Studio album by Peter Toussaint
- Recorded: April–October 2017
- Studio: Wagon Wheel Records, Pretoria
- Genre: Rock
- Length: 43:56
- Label: Independent
- Producer: Illimar Neitz

= One Day (Peter Toussaint album) =

One Day is the debut studio album by Dutch musician and singer-songwriter Peter Toussaint, who has been living in Pretoria since 2003. His first release as a solo artist, it was released on 11 December 2017. The album is an instrumental album and a concept album, musically going through a full day.
As a bonus track, there is the song "Home" which follows after Moonlight.

==Critical reception==
Initial reaction for One Day from music critics has been highly favorable. Lenore Germeshuys of The Flow described the album as "A very good listen."

Clive Fisher of Guitar Ninja wrote:"One Day is a great album created by awesome musicians..."
################
### [Exercise brief]
Transcribe the part of the One Day album article that begins with the words containing "Studio album by Peter" and ends with "a full day.". The lines that follow come from a different source.

### [Supplied data]
################
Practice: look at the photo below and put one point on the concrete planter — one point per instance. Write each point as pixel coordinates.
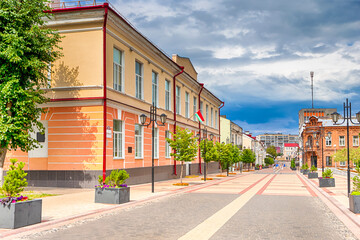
(112, 195)
(20, 214)
(354, 203)
(313, 175)
(326, 182)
################
### [Expected answer]
Studio album by Peter Toussaint
- Recorded: April–October 2017
- Studio: Wagon Wheel Records, Pretoria
- Genre: Rock
- Length: 43:56
- Label: Independent
- Producer: Illimar Neitz

= One Day (Peter Toussaint album) =

One Day is the debut studio album by Dutch musician and singer-songwriter Peter Toussaint, who has been living in Pretoria since 2003. His first release as a solo artist, it was released on 11 December 2017. The album is an instrumental album and a concept album, musically going through a full day.